Exercise requirements:
Translate into French the following sentence from the source text on Twitter verification: "That policy went into effect around noon last Thursday, April 20."

For those not keeping track (and believe me, I can understand not doing so): starting in 2009, Twitter designated some of its users as "verified" by appending a "blue check" (actually a white check mark on a blue star) to their usernames. The company's process for identifying users to verify was never clear -- there was no official process for users to request verification until 2021 -- but it was mostly provided to celebrities, politicians, journalists, and organizations (the very first blue check was for the account run by the Centers for Disease Control). The goal, broadly speaking, was to assist the public in differentiating posts by genuine public figures from posts by impostors or parodies.
After Elon Musk purchased Twitter last fall, he announced that the verified blue-checked status would become available for anyone to purchase at a rate of $8 per month. He subsequently announced that "legacy" blue checks would be removed, meaning that everyone who wanted to continue to have verified status would need to pay for it. That policy went into effect around noon last Thursday, April 20.
Surprise! The overwhelming majority of previously verified users opted not to pay the new fee. Accordingly, they lost their checkmarks, which meant that as of late Thursday, almost the only Twitter participants showing as verified were those who had paid the fee over the previous few months. (That's about 25,000 people, I believe.) And those people, who thought they had paid to join an elite club, were not happy to find that all the people that they thought were cool had left the club.

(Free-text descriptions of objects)
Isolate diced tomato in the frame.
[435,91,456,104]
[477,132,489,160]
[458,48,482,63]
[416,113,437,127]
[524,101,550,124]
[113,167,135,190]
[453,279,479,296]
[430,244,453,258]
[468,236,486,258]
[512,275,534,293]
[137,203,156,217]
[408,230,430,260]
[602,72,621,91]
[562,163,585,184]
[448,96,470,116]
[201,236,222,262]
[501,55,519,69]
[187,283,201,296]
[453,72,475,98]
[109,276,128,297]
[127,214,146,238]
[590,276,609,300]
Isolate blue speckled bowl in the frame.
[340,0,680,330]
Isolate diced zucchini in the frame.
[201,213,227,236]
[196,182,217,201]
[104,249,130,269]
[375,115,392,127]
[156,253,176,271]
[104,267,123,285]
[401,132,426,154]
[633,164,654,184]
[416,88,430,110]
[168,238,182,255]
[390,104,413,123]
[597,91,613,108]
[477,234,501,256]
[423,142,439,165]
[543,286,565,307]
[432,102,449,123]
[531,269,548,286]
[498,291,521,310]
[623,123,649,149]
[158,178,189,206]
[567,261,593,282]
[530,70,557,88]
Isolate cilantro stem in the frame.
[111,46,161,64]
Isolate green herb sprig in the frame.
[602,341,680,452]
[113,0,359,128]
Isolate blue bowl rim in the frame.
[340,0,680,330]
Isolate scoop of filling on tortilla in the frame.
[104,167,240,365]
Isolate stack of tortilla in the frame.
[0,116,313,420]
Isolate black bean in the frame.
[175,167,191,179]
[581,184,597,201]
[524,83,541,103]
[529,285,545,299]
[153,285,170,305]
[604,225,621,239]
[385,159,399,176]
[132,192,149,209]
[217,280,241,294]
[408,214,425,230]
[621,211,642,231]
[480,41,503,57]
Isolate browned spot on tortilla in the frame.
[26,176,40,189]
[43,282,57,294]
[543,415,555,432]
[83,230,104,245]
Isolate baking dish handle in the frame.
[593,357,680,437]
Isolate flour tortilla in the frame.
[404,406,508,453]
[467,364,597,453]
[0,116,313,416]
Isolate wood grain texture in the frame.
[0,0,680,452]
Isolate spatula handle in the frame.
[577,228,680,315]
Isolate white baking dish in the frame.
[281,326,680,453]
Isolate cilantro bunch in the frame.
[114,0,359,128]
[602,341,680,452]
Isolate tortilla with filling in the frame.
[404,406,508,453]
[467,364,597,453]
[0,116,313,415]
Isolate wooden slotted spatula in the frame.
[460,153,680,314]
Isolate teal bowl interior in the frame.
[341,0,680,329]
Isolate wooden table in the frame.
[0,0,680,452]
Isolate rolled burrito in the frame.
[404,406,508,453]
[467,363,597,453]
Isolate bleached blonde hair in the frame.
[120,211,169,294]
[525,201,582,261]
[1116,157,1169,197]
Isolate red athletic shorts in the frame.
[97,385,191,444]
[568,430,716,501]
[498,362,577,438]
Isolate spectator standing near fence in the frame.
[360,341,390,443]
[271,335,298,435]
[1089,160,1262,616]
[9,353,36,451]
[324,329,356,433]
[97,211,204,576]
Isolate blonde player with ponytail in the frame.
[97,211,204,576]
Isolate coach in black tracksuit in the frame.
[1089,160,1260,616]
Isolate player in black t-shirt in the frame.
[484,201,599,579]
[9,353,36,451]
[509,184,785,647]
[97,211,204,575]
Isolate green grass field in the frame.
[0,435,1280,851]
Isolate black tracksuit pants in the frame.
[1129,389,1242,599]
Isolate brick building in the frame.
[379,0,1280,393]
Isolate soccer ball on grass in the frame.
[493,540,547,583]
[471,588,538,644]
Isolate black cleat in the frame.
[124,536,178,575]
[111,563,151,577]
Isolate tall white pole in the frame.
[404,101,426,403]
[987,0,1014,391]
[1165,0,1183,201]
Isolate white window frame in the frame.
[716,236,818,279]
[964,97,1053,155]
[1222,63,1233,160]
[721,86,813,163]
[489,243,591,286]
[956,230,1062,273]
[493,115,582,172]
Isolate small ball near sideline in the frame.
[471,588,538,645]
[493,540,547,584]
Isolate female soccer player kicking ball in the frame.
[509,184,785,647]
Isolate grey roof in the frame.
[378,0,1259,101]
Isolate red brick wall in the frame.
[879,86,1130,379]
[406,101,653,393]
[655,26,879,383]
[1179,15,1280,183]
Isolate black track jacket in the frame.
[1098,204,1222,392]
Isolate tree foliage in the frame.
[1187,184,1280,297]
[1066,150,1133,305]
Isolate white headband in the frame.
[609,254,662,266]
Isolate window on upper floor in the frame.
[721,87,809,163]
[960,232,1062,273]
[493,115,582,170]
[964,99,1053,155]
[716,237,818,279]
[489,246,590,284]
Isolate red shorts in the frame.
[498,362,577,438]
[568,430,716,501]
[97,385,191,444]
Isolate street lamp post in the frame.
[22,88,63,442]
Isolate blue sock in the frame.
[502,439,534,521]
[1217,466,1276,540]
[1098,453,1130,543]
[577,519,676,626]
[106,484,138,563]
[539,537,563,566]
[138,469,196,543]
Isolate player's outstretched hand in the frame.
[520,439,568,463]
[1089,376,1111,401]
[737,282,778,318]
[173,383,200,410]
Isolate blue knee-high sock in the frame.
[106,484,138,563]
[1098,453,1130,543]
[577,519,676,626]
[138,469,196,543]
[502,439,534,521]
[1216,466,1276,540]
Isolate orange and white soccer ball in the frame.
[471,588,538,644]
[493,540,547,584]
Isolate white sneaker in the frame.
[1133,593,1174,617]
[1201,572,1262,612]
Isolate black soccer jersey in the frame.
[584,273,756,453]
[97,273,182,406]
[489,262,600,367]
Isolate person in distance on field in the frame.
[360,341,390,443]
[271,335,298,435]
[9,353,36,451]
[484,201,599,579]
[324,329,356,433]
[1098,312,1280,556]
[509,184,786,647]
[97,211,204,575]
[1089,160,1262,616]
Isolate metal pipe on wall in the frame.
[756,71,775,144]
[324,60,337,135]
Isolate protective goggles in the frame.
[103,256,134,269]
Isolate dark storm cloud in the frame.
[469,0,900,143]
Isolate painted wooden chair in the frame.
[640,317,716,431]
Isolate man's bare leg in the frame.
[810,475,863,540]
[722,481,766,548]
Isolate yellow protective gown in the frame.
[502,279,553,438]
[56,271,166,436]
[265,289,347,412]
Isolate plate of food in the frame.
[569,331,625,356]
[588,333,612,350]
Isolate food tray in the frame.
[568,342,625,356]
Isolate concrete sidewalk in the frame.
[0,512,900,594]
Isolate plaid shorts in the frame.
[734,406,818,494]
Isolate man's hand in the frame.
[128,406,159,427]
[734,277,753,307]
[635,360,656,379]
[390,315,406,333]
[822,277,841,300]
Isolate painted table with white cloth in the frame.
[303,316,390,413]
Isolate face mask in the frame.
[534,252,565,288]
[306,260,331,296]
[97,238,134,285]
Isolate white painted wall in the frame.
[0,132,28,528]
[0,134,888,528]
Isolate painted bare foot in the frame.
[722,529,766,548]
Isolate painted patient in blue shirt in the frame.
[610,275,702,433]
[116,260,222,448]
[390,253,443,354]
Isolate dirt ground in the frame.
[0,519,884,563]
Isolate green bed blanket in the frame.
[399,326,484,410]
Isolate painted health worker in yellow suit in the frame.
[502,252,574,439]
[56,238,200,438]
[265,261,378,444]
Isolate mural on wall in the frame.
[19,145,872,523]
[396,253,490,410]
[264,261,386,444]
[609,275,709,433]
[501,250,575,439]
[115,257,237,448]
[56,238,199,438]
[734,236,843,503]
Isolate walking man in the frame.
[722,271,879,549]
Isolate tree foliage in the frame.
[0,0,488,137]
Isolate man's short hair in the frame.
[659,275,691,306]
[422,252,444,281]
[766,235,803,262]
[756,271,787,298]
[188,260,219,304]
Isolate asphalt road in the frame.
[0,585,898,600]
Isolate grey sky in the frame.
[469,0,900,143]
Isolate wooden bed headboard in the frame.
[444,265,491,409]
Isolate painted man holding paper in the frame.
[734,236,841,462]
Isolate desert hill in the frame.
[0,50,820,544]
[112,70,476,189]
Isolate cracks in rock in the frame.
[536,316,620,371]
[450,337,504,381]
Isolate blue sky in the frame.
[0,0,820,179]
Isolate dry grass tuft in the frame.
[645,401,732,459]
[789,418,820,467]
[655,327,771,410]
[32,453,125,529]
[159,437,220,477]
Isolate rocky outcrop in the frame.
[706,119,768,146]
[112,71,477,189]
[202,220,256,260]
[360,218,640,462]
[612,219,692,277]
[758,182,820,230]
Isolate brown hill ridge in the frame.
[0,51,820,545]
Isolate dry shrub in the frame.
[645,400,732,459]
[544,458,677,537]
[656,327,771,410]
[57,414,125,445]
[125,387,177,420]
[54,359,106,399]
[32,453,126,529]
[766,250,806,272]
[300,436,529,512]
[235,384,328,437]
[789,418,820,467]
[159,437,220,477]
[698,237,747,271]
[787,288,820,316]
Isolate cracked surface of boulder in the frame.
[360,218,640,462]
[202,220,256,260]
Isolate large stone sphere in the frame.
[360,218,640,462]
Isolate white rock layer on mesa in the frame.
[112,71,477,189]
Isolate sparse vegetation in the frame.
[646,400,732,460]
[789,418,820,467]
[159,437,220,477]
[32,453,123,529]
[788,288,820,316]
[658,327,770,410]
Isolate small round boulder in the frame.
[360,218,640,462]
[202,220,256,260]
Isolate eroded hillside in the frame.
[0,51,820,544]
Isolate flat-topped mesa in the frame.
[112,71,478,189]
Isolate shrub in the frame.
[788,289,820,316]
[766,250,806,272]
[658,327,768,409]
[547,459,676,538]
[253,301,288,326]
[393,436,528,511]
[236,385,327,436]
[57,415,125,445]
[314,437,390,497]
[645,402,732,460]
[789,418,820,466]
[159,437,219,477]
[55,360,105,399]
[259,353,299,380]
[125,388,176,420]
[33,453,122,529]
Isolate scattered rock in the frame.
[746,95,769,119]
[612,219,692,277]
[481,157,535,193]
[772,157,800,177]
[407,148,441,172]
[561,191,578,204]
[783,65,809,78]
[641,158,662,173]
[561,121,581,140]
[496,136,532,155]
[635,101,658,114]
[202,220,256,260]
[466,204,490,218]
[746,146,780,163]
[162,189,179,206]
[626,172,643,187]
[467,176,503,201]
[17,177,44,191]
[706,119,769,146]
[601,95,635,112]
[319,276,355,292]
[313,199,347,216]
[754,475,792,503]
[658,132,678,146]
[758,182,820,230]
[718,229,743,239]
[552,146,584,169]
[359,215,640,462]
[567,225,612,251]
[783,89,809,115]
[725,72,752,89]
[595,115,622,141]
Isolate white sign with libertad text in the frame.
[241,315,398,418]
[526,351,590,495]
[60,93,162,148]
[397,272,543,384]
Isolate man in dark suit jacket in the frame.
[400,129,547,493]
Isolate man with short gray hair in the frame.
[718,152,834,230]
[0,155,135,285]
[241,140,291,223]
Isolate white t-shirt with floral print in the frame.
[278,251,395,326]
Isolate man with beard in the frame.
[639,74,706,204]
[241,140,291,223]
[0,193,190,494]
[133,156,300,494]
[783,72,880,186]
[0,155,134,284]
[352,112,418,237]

Response area:
Cette politique est entrée en vigueur vers midi jeudi dernier, le 20 avril.